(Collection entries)
....

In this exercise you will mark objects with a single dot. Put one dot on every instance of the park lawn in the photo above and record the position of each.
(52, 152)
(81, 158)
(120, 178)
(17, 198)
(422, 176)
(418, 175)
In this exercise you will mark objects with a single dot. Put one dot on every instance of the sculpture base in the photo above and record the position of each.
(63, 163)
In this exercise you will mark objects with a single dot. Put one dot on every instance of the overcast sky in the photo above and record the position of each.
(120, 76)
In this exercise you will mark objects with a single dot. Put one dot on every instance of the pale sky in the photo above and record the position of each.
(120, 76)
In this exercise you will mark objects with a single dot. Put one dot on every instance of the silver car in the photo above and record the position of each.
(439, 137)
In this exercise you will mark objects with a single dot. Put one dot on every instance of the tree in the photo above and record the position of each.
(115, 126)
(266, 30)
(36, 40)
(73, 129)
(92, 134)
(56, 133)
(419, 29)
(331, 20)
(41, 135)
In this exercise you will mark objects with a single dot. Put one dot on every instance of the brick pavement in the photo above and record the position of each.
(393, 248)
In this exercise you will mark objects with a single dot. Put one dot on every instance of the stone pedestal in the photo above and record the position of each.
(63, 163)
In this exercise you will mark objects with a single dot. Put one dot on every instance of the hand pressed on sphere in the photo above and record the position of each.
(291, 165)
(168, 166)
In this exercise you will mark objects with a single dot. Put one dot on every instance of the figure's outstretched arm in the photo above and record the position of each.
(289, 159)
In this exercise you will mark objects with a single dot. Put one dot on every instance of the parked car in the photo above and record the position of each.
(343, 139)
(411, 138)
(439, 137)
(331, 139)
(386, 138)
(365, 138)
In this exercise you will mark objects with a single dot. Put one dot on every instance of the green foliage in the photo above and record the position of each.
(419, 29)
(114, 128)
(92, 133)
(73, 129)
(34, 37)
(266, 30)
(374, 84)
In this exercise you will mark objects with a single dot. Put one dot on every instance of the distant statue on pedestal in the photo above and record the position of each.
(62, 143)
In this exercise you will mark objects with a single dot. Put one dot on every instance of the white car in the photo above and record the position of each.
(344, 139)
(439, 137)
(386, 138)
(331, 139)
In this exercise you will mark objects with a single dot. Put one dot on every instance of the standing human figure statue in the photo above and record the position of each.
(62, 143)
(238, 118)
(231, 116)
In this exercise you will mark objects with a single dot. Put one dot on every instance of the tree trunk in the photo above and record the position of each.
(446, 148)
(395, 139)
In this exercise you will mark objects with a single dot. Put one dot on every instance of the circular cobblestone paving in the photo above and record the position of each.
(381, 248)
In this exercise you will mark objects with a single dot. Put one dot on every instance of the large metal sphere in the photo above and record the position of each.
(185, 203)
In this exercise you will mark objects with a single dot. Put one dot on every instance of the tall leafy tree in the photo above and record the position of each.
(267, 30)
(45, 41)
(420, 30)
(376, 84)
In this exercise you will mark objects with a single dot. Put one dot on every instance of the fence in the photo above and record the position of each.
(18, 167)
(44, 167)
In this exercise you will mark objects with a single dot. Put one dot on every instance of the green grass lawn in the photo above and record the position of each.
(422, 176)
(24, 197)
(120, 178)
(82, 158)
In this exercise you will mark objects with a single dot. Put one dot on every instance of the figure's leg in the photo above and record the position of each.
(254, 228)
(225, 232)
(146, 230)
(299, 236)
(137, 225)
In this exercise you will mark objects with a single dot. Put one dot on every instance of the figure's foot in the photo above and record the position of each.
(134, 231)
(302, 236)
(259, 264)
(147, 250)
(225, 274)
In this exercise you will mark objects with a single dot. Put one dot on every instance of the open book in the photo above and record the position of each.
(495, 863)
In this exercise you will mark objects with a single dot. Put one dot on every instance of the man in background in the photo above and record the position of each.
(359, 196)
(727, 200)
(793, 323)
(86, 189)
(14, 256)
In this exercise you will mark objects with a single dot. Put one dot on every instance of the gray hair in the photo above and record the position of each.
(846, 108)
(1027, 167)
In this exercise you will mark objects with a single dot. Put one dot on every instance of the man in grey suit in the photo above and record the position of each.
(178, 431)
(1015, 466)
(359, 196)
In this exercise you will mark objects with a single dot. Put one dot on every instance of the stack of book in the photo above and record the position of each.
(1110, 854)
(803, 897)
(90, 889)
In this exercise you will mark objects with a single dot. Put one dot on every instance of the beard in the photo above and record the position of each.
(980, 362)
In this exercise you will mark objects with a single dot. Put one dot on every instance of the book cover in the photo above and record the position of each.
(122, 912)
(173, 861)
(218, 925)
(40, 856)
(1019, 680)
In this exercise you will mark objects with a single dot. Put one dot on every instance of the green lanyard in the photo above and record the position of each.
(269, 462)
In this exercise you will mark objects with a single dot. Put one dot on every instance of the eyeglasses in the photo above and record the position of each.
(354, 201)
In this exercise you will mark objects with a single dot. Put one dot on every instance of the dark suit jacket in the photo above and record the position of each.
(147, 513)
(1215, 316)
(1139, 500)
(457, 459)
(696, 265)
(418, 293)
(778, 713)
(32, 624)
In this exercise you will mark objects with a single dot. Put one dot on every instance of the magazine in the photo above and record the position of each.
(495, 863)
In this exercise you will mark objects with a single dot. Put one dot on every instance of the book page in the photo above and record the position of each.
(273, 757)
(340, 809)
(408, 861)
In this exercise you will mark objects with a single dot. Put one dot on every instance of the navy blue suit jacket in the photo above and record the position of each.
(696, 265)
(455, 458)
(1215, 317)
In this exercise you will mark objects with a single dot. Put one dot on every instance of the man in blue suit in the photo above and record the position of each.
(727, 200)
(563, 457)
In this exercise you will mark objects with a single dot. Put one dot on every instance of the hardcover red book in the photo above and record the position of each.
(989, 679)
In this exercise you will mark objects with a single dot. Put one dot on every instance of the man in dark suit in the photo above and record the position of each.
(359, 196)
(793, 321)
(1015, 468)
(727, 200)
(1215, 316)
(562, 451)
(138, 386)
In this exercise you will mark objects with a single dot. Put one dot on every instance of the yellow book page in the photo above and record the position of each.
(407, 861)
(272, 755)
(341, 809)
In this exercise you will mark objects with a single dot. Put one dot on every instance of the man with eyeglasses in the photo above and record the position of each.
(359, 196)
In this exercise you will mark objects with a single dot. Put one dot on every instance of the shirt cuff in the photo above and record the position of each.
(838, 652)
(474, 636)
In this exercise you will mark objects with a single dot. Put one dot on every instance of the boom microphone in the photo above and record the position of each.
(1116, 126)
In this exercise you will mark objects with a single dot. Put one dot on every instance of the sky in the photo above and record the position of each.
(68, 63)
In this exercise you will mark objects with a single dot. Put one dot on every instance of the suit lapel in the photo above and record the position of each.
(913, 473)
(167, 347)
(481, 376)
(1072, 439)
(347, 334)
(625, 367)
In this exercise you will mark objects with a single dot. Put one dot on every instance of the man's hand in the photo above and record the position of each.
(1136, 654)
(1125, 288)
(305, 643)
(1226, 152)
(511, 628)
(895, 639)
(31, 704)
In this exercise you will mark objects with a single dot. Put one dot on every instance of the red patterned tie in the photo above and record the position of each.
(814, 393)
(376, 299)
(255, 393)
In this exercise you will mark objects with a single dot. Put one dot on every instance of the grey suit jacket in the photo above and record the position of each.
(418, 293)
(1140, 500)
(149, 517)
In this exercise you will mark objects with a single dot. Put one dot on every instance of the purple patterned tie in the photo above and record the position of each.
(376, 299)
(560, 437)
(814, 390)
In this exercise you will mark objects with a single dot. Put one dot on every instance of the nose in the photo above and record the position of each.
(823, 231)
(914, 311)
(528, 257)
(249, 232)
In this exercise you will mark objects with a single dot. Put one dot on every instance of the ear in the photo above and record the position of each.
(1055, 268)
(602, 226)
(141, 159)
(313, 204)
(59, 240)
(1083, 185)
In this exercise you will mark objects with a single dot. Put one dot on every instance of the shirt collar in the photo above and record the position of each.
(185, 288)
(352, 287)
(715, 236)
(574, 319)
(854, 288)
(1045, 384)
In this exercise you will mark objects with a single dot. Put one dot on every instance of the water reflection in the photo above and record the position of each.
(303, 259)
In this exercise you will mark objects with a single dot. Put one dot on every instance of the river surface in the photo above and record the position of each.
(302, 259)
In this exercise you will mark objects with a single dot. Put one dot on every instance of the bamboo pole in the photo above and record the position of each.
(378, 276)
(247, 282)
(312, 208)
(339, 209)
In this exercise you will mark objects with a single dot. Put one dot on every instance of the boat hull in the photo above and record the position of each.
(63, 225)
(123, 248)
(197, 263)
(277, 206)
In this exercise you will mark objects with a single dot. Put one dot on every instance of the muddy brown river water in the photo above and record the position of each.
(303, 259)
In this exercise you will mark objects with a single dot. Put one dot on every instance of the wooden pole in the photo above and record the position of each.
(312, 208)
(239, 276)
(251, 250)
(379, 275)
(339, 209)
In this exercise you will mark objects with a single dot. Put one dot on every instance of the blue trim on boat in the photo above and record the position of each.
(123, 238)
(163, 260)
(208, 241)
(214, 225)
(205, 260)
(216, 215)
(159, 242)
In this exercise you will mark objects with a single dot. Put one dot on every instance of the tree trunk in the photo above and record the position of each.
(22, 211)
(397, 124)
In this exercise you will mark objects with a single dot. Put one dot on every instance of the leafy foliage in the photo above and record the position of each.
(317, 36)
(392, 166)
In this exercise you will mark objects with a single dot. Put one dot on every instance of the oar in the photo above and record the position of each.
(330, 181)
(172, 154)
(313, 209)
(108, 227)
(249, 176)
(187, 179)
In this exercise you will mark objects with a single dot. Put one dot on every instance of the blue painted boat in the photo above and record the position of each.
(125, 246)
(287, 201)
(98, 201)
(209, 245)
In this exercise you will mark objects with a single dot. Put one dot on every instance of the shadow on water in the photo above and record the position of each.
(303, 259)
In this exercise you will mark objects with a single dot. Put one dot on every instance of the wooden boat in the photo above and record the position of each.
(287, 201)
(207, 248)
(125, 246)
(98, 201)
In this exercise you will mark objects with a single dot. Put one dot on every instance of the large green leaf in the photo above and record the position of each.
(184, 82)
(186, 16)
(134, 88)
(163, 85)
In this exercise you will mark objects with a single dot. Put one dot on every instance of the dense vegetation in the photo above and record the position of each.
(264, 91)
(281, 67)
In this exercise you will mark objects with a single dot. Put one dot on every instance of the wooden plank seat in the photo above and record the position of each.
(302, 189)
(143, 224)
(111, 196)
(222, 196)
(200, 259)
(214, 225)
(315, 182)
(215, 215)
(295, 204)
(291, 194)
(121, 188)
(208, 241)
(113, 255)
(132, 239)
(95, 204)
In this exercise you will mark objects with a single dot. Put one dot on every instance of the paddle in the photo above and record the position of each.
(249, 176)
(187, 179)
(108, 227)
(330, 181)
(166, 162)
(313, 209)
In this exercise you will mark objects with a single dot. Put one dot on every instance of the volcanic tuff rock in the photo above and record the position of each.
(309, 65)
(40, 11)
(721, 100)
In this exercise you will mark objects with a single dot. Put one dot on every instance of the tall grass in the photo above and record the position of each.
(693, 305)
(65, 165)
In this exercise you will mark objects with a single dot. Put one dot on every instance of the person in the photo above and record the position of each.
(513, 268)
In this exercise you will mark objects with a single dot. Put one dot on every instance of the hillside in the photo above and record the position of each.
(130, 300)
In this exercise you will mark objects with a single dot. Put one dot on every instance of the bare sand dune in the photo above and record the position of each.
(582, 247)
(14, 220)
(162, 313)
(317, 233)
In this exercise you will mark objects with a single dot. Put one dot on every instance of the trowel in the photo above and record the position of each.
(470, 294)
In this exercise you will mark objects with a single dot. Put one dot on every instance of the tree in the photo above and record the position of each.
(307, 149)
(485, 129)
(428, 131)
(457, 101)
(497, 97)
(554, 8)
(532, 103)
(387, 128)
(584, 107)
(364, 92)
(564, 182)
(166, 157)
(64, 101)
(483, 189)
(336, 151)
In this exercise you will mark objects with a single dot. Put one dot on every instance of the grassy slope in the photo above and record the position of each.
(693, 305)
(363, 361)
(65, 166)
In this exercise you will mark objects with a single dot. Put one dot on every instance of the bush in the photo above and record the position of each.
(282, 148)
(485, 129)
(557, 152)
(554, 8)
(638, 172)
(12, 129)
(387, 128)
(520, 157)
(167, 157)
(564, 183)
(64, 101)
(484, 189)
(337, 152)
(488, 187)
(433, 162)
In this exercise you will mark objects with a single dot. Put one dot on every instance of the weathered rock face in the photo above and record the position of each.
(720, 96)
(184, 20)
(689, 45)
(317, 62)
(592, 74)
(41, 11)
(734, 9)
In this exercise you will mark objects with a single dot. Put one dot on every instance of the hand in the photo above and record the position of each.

....

What you need to do => Reproduce exactly the lines from the one with "of the bush" through the end of the entries above, both ends included.

The completed task =>
In this exercise you will mark objects with a single dot. Put one dot on every instance of the bush in the photo above and record the position of each.
(282, 148)
(485, 129)
(557, 152)
(554, 8)
(638, 172)
(12, 129)
(387, 128)
(520, 157)
(167, 157)
(564, 183)
(64, 101)
(484, 189)
(337, 152)
(488, 187)
(433, 162)
In this exercise you will mark objects with a single dot. Put one dot on every instance of the weathered rock face in the photo above and record the position of each.
(720, 96)
(184, 20)
(689, 45)
(317, 62)
(592, 74)
(41, 11)
(734, 9)
In this exercise you will mark objects with a single dot. Put one dot on every instance of the hand in the photo above and record the position of each.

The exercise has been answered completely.